#### GIVEN PASSAGE

+ + +

[time-nuts] display on sale

Eric Williams wd6cmu at gmail.com
Wed May 29 18:01:33 UTC 2013


I ran a modified wall clock driven by a homebrew Oncore/AVR uController box
for a few years.  It worked pretty well even though it was open loop, I had
code for synchronizing the second hand with the GPS, and it would wind
itself forward to adjust for DST.  Eventually it broke down, so I bought an
OnTime analog PoE display/clock and have been very happy with it, the
Symmetricom looks like the same thing re-branded and at less than half the
price.


On Wed, May 29, 2013 at 10:26 AM, Michael Tharp
<gxti at partiallystapled.com>wrote:

> On 5/29/2013 12:11, Robert Darlington wrote:
>
>> I ordered two PoE clocks, one with the 12 hour face, one with the 24 hour
>> face.    Earlier this week I considered using the Vetenari Clock project
>> circuit board to control a cheap analog clock movement and have it do my
>> bididng -however I can't write the code in $99 of my free time!

+ + +

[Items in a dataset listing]
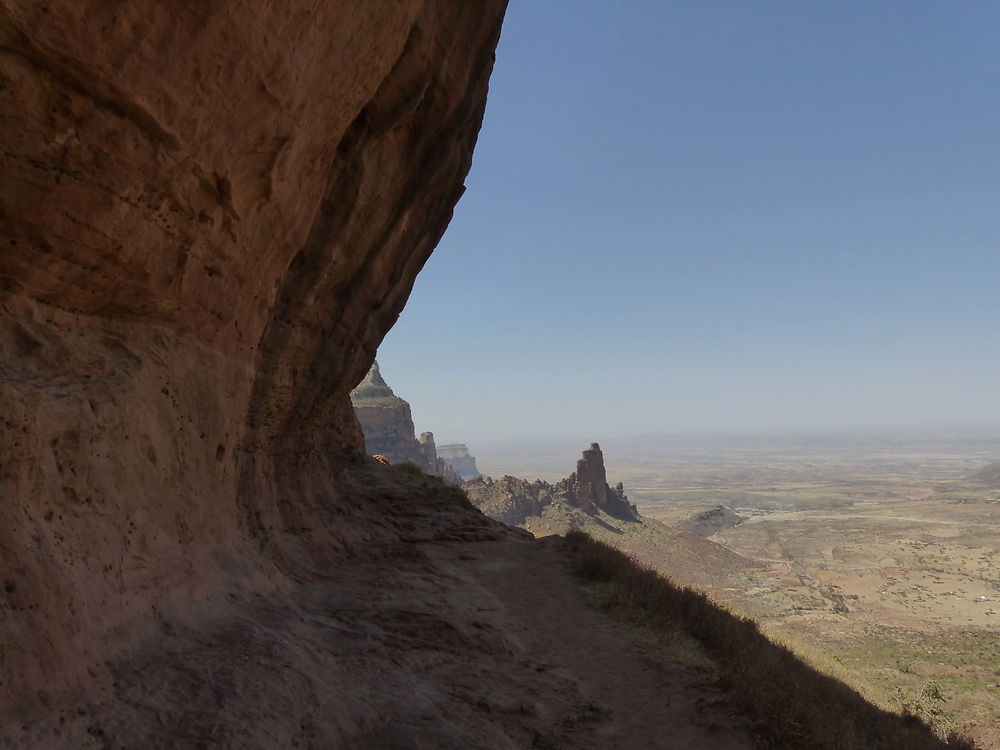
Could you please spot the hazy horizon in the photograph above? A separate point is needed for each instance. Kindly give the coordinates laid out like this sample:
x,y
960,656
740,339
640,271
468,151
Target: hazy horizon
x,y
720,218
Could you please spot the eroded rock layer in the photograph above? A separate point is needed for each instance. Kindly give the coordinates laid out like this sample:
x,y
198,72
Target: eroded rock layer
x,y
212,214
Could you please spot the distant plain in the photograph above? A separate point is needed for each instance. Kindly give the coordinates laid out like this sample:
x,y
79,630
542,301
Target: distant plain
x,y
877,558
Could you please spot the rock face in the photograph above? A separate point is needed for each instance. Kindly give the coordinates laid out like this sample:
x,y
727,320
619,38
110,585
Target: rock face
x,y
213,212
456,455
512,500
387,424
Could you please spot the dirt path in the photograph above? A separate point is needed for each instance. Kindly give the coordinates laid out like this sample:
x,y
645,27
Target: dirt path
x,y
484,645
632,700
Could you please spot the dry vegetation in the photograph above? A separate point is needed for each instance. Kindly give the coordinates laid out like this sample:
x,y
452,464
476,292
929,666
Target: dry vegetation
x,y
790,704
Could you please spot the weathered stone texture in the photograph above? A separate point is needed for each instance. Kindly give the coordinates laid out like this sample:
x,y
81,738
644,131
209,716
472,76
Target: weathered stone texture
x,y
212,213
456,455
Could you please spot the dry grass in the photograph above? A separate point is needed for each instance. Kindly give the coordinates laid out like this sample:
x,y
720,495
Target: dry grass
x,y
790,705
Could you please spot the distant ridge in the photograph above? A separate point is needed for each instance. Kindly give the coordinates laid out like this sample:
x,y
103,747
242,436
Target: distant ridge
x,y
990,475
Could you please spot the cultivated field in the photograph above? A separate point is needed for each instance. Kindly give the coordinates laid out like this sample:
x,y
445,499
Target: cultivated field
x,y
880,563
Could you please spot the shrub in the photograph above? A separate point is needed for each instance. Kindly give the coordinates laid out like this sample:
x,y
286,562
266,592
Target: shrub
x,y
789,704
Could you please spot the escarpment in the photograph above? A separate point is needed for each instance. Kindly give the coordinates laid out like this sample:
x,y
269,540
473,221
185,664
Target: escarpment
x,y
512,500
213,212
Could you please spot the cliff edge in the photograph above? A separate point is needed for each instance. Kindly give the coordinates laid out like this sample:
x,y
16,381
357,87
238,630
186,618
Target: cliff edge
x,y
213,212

+ + +

#### WRITTEN TASKS
**A.** Reproduce the listing verbatim, starting at the line that contains "Could you please spot the dry grass" and ending with the final line of the listing.
**B.** Write what comes next in the mailing-list thread about the clock display on sale, picking up after its last line.

#### THE RESPONSES
**A.**
Could you please spot the dry grass in the photograph above? A separate point is needed for each instance. Kindly give the coordinates laid out like this sample:
x,y
720,495
Target: dry grass
x,y
790,705
Could you please spot the distant ridge in the photograph above? A separate point is needed for each instance. Kindly give the coordinates laid out like this sample:
x,y
103,747
242,436
Target: distant ridge
x,y
990,475
Could you please spot the cultivated field in the photograph above? A separate point is needed for each instance. Kindly give the coordinates laid out like this sample:
x,y
445,499
Target: cultivated field
x,y
880,563
Could you please spot the shrub in the photograph above? A separate point is needed for each instance. Kindly give the coordinates laid out like this sample:
x,y
286,562
266,592
Target: shrub
x,y
789,704
Could you please spot the escarpment in the photograph above? A separate point is needed for each instance. Kindly give the coordinates laid out like this sample:
x,y
269,540
473,221
185,664
Target: escarpment
x,y
512,500
213,212
Could you please spot the cliff edge in the photograph above? A separate point is needed for each instance. Kindly give the coordinates laid out like this sample:
x,y
16,381
357,87
238,630
186,618
Target: cliff edge
x,y
213,212

**B.**
>>
>
> Note that the clock in the Vetenari kit is just a cheap quartz clock like
> you could get anywhere, and the replacement board it comes with isn't of
> any use if you're trying to do something different. Basic quartz clocks are
> not a good choice for hacking into a precision display because they can
> only tick forward in one second increments, with no way to know what time
> is being displayed nor a reasonable way to adjust forward or backward an
> hour for daylight time changes. In other words, you can make it tick
> precisely but you can't really set it.
>
> I'm sort of interested in getting an analog WWVB type clock and seeing how
> much work it would be to coopt *that* hardware since it is designed to set
> arbitrary times, but I have a feeling I'd be better served making my own
> mechanics with a stepper motor and reduction gear. Of course a digital
> clock would be much less complicated, which is what Miguel was asking about
> to begin with, but that's not nearly as much fun.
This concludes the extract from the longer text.